To be done: Reproduce the rows below verbatim, from the very first line through the line containing "Target: s.o.s lettering", inclusive, and nothing more.

╭──

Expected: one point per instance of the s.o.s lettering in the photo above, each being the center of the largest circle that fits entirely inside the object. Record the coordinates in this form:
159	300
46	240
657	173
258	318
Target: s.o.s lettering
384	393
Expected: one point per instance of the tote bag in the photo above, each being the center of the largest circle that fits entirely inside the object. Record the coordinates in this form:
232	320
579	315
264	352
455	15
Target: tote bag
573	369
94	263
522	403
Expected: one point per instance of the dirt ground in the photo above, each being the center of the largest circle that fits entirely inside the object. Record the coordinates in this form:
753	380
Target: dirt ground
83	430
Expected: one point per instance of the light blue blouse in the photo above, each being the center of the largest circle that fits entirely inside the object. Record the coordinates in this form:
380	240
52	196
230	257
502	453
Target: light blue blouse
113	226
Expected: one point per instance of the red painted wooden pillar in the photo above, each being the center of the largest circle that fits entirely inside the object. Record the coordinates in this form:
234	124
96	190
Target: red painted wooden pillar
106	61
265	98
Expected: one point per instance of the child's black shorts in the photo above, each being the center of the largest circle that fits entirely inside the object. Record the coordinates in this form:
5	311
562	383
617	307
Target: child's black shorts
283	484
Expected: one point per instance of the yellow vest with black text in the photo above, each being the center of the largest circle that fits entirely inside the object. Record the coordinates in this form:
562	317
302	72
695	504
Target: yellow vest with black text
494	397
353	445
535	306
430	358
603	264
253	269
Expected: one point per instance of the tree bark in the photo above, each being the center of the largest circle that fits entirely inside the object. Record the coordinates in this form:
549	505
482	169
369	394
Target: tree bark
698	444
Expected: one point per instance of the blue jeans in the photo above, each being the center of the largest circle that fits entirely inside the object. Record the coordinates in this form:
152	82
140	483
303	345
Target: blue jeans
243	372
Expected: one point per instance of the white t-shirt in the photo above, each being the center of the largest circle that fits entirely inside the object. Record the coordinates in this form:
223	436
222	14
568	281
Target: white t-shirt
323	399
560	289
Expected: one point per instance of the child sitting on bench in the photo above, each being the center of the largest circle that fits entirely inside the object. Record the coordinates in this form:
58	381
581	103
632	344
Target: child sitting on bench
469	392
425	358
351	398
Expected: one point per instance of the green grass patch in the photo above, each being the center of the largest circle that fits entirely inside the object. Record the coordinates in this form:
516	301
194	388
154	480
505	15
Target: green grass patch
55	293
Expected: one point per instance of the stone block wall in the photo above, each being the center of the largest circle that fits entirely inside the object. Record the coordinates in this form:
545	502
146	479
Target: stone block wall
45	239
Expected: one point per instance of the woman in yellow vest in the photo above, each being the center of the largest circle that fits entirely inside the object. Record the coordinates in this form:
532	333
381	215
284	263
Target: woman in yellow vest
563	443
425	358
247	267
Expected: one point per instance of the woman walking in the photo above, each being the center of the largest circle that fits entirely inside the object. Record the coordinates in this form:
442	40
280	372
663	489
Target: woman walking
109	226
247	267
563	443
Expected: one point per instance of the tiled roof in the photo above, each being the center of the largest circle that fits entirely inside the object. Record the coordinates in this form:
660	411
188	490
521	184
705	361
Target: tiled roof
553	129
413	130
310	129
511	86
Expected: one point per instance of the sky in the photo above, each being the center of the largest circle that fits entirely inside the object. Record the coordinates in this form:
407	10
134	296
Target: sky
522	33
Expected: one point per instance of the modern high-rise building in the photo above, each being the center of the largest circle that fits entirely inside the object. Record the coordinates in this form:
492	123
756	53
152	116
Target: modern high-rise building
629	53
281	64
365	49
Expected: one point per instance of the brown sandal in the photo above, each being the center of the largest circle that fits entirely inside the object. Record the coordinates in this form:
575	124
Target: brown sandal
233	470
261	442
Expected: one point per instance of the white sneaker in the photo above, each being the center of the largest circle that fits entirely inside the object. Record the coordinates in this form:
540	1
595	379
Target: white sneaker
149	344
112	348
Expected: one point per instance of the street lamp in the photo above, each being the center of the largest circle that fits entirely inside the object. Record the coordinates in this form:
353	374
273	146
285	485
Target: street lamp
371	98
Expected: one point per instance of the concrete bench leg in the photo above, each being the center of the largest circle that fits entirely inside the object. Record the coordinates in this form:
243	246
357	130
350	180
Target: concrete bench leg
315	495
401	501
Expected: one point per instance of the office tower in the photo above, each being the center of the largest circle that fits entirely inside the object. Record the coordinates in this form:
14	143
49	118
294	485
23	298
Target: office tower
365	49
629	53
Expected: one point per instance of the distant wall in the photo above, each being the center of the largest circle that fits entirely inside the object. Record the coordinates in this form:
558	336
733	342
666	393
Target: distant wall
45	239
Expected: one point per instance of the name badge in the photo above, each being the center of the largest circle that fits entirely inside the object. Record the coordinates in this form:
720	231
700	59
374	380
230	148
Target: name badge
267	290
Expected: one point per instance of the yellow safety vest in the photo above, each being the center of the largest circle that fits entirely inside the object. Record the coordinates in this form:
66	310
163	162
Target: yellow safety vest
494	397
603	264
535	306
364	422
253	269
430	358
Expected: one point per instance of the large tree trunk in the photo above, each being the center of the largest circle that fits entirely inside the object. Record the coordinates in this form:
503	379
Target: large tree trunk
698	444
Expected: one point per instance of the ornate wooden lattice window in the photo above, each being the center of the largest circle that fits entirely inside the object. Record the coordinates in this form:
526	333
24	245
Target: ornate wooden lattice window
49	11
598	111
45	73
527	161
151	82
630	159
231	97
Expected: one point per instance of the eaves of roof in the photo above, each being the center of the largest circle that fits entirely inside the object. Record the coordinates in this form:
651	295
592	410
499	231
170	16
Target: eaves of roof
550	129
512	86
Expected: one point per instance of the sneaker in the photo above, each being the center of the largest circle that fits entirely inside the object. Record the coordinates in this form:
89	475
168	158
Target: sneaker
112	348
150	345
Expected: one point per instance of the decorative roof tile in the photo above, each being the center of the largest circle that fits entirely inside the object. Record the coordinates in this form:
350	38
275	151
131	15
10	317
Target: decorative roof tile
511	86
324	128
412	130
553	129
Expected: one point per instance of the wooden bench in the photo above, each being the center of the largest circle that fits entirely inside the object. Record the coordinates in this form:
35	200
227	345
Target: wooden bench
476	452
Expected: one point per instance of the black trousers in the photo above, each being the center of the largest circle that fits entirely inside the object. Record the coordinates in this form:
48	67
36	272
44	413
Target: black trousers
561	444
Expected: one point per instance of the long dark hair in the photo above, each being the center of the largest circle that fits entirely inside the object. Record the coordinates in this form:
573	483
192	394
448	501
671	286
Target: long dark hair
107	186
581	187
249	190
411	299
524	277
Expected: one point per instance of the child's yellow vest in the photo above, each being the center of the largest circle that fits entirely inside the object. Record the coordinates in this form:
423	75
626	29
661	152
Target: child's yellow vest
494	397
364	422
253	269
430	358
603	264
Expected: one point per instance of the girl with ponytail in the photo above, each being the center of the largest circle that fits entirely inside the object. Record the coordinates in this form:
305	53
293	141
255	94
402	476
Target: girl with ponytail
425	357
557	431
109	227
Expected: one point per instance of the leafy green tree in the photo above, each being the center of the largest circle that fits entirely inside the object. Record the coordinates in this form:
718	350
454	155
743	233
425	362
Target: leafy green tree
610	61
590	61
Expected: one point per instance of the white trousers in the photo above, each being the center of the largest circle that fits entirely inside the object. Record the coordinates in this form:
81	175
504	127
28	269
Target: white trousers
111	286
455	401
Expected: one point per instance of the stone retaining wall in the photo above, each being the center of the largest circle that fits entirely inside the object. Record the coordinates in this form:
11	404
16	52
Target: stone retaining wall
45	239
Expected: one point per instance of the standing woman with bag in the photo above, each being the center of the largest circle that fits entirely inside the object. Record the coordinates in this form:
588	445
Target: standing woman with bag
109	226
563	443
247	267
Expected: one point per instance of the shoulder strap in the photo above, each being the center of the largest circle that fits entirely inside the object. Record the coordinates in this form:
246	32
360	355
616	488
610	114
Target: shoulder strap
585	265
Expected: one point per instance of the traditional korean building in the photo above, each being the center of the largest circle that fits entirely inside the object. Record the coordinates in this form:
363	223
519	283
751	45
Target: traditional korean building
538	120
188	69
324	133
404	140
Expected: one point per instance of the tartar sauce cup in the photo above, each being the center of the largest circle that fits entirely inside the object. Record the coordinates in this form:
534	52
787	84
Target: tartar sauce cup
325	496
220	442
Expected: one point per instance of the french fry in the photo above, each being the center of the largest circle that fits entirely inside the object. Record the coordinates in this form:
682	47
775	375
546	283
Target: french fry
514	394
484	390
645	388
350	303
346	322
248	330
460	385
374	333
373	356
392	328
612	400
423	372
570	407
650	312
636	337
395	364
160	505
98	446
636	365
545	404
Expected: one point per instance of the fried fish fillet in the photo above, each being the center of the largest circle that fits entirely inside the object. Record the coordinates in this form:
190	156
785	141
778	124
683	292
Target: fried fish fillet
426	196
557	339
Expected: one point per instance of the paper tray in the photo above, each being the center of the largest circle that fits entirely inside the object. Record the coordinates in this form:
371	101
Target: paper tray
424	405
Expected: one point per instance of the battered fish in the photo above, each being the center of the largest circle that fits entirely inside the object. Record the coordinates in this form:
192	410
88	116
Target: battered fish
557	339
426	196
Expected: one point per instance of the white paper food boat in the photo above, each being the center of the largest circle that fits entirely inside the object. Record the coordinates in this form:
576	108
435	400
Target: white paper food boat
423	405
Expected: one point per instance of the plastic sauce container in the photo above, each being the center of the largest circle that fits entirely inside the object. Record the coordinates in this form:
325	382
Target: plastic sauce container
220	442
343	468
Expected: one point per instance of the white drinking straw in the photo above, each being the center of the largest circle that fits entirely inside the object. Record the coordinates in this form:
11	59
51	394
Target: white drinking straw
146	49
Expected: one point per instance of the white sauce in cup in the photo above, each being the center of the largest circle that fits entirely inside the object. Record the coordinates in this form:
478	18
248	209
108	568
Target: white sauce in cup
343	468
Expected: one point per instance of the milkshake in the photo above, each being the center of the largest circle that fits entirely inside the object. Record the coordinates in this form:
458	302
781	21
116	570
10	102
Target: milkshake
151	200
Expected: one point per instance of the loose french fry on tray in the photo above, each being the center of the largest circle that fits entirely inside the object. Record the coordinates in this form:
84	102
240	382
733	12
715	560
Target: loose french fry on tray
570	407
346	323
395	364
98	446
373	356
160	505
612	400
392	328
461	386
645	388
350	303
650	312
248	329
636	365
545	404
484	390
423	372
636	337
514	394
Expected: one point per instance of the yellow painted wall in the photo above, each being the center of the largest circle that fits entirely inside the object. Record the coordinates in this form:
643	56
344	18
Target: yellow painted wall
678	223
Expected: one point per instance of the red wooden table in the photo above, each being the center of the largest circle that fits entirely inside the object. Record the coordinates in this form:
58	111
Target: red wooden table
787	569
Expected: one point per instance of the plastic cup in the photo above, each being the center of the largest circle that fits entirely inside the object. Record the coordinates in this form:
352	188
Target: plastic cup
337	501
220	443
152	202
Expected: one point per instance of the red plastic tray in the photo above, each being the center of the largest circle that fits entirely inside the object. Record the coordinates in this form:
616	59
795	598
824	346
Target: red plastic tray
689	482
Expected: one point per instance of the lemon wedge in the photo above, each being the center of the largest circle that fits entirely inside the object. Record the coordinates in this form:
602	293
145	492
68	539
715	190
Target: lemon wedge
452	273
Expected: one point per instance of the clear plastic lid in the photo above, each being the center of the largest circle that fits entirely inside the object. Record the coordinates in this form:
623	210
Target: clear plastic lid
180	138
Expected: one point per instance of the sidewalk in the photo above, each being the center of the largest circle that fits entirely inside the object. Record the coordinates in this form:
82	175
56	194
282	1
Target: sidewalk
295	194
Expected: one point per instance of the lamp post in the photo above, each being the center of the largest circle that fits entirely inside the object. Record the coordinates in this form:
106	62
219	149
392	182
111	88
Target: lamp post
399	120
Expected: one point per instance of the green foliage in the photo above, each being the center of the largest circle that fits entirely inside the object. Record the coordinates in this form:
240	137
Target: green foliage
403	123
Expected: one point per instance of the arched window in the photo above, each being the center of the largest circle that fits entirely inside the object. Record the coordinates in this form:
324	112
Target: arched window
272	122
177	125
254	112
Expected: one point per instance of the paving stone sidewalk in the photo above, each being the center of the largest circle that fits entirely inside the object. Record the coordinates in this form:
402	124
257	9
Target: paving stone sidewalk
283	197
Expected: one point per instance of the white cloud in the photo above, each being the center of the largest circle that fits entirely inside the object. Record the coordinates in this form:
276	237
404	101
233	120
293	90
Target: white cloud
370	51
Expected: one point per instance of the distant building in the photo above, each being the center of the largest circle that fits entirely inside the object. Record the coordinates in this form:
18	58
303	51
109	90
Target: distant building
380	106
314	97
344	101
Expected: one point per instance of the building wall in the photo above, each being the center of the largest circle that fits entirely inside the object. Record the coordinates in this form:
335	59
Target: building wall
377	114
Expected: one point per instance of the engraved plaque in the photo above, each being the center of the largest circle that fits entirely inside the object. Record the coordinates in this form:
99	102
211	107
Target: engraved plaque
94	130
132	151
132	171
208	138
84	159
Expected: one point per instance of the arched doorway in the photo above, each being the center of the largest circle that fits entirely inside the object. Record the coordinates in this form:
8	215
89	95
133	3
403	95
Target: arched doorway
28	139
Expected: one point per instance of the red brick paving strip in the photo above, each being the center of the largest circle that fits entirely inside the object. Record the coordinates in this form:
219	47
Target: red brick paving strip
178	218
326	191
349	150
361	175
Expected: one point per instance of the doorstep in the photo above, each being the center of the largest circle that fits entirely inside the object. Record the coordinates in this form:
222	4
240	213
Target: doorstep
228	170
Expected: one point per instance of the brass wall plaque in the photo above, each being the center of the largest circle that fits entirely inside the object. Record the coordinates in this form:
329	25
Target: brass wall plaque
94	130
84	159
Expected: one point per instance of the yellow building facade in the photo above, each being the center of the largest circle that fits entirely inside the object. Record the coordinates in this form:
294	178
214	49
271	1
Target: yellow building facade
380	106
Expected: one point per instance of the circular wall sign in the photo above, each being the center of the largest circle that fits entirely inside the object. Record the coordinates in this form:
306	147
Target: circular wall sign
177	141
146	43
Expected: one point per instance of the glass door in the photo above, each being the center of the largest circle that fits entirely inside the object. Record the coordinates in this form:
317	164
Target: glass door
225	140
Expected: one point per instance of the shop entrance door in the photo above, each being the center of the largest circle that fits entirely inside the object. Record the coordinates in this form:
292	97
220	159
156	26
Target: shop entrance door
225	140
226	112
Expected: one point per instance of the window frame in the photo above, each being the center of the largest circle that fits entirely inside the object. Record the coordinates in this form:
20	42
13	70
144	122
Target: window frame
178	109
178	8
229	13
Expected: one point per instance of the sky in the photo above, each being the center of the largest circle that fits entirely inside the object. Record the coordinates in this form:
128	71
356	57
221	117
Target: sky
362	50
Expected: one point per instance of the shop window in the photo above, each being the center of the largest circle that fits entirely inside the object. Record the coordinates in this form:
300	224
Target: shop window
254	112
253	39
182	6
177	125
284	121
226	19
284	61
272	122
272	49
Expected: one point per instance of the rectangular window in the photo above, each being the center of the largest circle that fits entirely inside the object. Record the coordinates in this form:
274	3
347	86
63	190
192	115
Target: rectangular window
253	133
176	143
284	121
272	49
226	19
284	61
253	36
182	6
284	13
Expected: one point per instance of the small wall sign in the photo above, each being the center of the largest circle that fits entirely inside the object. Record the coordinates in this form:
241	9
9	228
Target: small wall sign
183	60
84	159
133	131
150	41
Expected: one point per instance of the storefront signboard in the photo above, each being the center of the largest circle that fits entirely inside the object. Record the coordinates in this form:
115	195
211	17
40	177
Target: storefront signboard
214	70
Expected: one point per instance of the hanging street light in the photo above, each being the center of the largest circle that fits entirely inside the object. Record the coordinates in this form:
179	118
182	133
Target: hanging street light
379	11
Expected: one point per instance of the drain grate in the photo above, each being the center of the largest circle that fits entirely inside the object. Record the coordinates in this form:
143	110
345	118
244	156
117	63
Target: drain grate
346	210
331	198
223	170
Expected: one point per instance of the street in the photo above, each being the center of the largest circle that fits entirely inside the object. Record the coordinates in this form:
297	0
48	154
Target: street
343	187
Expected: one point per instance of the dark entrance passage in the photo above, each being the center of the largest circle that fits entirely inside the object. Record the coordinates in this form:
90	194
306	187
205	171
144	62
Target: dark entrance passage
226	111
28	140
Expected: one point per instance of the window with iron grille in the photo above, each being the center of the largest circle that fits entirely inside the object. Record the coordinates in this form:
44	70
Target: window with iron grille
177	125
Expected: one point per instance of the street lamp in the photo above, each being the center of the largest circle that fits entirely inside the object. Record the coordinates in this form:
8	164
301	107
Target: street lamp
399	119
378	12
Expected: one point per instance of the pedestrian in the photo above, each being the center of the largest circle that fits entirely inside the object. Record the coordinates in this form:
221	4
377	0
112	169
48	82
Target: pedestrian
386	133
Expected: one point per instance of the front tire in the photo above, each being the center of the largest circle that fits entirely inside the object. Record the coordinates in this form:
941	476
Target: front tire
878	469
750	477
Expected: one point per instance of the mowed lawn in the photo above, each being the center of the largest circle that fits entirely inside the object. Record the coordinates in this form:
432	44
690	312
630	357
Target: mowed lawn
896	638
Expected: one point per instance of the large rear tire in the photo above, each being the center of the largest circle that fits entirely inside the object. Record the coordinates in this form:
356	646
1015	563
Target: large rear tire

╰──

Exercise result:
Expected: one point per instance of the s.o.s lettering in the photo above, each being the center of the largest circle that fits entirely inside the object. Record the coordinates in this form:
159	300
46	240
657	173
258	318
Target: s.o.s lettering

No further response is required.